**** Data in this exercise ****

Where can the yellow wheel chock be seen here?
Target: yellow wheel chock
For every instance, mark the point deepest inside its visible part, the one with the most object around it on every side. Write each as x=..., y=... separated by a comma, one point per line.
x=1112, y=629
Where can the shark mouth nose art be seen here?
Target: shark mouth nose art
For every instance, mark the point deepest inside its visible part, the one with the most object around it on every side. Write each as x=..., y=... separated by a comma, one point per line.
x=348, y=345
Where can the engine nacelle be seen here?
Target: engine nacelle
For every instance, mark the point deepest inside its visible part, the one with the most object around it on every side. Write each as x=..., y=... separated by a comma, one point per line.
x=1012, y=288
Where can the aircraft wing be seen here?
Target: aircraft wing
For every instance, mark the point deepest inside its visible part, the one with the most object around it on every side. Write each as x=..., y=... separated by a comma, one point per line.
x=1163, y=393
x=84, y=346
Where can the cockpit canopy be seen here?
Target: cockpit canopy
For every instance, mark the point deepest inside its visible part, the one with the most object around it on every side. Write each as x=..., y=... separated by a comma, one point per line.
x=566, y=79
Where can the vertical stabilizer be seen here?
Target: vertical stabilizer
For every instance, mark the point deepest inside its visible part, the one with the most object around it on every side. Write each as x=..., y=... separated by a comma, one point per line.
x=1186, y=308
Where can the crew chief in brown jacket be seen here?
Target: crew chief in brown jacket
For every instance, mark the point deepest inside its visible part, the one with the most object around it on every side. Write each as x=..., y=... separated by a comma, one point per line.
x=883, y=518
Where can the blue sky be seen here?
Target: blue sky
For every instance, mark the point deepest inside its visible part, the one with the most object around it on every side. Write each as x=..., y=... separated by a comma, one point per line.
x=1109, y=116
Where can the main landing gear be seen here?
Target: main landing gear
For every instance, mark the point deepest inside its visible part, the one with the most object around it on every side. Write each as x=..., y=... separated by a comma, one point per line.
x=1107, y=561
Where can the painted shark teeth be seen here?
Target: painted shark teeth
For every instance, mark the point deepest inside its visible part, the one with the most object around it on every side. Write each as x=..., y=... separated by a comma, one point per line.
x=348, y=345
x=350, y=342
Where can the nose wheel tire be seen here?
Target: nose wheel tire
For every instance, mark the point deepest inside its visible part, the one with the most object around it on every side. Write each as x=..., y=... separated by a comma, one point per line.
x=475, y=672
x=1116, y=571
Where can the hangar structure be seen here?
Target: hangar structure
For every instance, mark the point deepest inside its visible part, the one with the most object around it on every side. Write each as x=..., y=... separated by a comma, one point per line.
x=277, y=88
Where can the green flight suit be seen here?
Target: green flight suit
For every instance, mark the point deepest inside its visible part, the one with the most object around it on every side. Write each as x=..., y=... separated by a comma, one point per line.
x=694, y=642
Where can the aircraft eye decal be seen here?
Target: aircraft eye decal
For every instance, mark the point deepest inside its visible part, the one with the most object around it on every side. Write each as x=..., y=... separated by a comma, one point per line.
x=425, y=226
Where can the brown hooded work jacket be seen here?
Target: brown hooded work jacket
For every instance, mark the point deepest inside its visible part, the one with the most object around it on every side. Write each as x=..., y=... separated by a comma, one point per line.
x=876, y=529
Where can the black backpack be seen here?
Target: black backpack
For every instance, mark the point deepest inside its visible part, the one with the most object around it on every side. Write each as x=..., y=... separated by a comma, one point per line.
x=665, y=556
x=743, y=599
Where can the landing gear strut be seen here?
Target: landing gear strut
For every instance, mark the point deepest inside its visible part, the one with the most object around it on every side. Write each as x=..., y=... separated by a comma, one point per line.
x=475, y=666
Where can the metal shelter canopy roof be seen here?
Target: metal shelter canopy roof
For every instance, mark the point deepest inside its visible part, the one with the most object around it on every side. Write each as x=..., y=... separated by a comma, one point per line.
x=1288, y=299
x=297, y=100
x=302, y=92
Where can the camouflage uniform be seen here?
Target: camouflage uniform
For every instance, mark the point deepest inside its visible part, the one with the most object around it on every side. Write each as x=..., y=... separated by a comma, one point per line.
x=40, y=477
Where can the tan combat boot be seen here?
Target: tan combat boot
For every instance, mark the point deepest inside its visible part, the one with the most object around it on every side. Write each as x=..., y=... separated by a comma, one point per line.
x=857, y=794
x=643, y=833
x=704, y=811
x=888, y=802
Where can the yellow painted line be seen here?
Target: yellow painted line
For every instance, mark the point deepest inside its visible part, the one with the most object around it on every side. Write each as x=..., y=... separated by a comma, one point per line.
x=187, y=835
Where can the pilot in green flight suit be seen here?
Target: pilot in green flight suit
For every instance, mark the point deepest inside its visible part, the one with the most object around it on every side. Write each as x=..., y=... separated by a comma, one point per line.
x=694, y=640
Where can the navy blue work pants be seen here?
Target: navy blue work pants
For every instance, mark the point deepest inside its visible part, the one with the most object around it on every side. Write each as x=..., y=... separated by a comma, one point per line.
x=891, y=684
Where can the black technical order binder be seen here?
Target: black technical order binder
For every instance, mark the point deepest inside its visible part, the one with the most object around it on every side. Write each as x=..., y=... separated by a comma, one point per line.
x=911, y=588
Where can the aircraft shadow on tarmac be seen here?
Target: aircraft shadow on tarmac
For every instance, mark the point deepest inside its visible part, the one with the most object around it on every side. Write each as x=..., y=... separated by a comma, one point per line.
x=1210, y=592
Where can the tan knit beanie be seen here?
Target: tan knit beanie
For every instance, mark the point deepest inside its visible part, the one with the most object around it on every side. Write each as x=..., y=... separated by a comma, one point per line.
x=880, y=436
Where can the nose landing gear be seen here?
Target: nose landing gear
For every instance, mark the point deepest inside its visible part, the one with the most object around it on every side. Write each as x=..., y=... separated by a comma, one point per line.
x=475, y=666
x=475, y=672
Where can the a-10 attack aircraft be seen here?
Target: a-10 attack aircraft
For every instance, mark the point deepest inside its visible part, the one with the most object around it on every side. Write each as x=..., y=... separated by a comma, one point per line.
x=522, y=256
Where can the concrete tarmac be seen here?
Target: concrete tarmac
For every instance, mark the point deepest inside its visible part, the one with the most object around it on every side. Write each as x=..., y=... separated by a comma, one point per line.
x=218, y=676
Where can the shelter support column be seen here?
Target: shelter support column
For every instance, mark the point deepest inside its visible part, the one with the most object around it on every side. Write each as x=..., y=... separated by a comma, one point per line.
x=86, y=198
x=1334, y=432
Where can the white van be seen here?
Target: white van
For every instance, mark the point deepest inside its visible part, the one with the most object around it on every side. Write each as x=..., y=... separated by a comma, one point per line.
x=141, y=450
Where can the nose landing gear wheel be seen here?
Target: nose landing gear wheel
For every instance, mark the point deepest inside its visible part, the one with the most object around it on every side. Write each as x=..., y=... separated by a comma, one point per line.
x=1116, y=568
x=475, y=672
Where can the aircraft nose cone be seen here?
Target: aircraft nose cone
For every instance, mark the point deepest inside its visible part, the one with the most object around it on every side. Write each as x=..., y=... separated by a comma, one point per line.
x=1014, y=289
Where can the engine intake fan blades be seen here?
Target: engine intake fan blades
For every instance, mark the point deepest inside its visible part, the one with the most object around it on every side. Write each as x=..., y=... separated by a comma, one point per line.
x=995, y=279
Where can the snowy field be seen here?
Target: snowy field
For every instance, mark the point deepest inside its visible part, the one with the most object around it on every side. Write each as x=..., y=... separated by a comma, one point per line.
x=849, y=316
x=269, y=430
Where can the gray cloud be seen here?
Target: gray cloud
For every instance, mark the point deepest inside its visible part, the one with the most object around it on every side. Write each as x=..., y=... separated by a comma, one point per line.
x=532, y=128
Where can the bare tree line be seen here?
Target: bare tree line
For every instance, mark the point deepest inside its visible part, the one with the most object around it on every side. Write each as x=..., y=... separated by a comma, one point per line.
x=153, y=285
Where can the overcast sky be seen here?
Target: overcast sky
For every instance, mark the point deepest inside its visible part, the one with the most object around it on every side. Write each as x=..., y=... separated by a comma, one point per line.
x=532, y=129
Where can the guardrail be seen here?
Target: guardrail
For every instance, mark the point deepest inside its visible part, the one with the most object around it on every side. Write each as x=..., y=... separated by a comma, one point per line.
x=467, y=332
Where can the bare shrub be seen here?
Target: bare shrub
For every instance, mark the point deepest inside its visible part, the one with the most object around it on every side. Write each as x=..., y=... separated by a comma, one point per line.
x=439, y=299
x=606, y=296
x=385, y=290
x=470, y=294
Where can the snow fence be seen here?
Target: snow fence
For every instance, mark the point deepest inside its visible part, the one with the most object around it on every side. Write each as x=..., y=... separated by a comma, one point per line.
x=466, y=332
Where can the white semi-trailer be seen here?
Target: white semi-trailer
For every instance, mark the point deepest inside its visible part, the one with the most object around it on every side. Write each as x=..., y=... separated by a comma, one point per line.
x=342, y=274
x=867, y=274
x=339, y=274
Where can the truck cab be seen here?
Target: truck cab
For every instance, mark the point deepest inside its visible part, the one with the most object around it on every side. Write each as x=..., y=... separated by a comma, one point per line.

****

__Task to carry out__
Gather from the records above every line containing the string "camouflage".

__Solved problem__
Where can the camouflage uniform be seen here?
Target: camouflage uniform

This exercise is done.